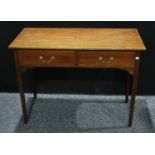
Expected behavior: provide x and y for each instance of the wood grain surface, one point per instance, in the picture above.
(78, 39)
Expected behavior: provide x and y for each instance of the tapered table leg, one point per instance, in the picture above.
(127, 88)
(21, 88)
(134, 89)
(34, 85)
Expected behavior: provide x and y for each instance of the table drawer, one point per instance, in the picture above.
(106, 59)
(46, 58)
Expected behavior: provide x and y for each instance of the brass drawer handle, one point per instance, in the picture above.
(106, 60)
(41, 58)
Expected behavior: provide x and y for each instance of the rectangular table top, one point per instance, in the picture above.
(79, 39)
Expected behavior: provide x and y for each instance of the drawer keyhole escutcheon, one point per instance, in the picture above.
(41, 58)
(105, 60)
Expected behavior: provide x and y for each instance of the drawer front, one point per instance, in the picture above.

- Given exercise: Copy out all of the material above word for word, but leave out the picture.

- Full solution:
Expected behavior: provide x and y for each instance of the wood grain surface, one point per instance, in the picture above.
(78, 39)
Expected behavior: provide x and y for each instance of the tapered table leg, one point per instance, in the picture above.
(127, 88)
(21, 88)
(134, 89)
(34, 85)
Expected behavior: provide x and y for each instance of the table drawer, one point per instance, in the picture above.
(106, 59)
(46, 58)
Expected behavior: provide x and y for each instance of the brass drawer handle, one point per instance, in the picture above.
(106, 60)
(41, 58)
Expected behavior: provide x and y for each instance of the rectangular table top, one point per instance, in the picture above.
(79, 39)
Expected behavior: provide x and y for each instance of the drawer keyhole escutcheon, one point per instance, in the picture above.
(41, 58)
(105, 60)
Expected behavior: provide x and y for each instance of the drawer front, one point per instance, in the picture above.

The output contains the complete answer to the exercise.